**PASSAGE:**
A Long Way Home

A Long Way Home

By: Saroo Brierley / Narrated By: Vikas Adam

Length: 7 hrs and 28 mins

Not the most stellar writing in the world, but GOSH what a story!!!

I s’pose I can give author Saroo Brierley a pass on his writing skills as he’s a new author. Plus, does he know how to start a book or what?!?

A Long Way Home opens with him as a young man, in India, outside the home he last knew. It’s empty and vacant, and it’s oooooh soooo smaller and more shabby than he remembers. But where is his family? He shoulda known they’d be gone; it’s been years after all. Speaking to a woman trying to help him, a woman who speaks very broken English which helps as he’s pretty much forgotten Hindi, all he can do is repeat the names of his mother, his brothers, his sister, and point to himself and say his name, gesturing with a sheet of photos of him as a very little boy. Does she know where his family is? He’s back; he wants desperately to find his family.

Passersby join up and a man, hearing the names, tells Saroo to wait. He leaves, comes back, then tells Saroo to follow him: I will take you to see your mother. Now, decades later, Saroo will be reunited with a woman he’s never for a day forgotten.

And so we begin the story of Saroo’s journey, starting with his life in India, a life where he knew desperate poverty and where getting something to eat was a daily struggle. It wasn’t even a matter of getting enough to eat, it was an hourly, minute-by-minute, battle against ravenous hunger, a belly bloated, licking remnants out of empty and broken glass jars. His was a life of begging neighbors for any scraps they had left over from their meals, and as the family’s father left to take up with another wife, it’s been just his mother, two brothers, and little sister and him, making do in single room dirt floored homes.

But as searing as their poverty is, and as much as their mother had to spend pretty much all day, or days, at a worksite doing heavy labor as she was young and strong at the time, Saroo always felt a sense of family, of being close knit and loving. Though his brothers begin leaving the home to work at very young ages, they always came back, and though he himself was left alone, he loved caring for his baby sister.

**INFORMATION PROVIDED:**
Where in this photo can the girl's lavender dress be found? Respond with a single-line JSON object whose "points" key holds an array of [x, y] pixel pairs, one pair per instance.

**GIVEN REQUEST:** Continue the review of A Long Way Home, picking up after its final sentence about Saroo caring for his baby sister.

**RESULT OF THE EXERCISE:**
Things go fatally awry when he decides he wants to journey with his brother on a train. They become separated and thus begins Saroo’s being completely and totally lost. At just five-years old, uneducated and with little vocabulary, he knows not where he’s from, neither does he even know his last name. He joins a MULTITUDE of children on the street, eating food remnants thrown on the ground at railway stations, riding and hiding out on trains, sleeping when he can, and narrowly missing the probable dire consequences of trusting the wrong people. Turning to the police for help isn’t an option because his experience with them was of his oldest brother spending time in jail for selling toothbrush/toothpaste sets at the railway stations (And child labor laws punish the child).

Soon, however, after surviving for soooo long, he’s picked up and taken to a home for wayward and criminal children. He survives brutality there but is later rescued and taken to an orphanage. There, after attempts to find his family (Think needle in a haystack), he’s adopted out to a loving couple from Tasmania who believe in creating family with children already on the planet and in need rather than in breeding their own. His life becomes one of plenty whereas it was previously one of sore lack, and initially he cannot fathom that it’s even possible to ask for more food and actually receive it. This is all a blessed surprise (Tho’ the dead cow in the fridge is a rather unfortunate surprise as well, coming from India as he does).

He is always open with his new mom and dad about his past and his memories, and as Saroo grows older, and as technology starts giving him the means, he begins a rather obsessive search for his hometown, for the family he left behind. It’s years of Google Earth, helped eventually by the advent of Facebook, before he spots a place, TOTAL needle in a haystack, that meets the requirements of memory. But will his family still be there? And will his adoptive family be okay?

Yes and yes (No spoilers), and trust me when I tell you that I felt a tear or two sting my eyes as the reunion plays out. Especially when Saroo learns of how the lives of his Indian family have played out. What happened to his older brother after their separation? And how did his other brother manage in the new dynamic? Will his beloved little sister remember him, she was so very young. And what about his mother? Surely she couldn’t keep up doing heavy labor as her body aged and life took its toll.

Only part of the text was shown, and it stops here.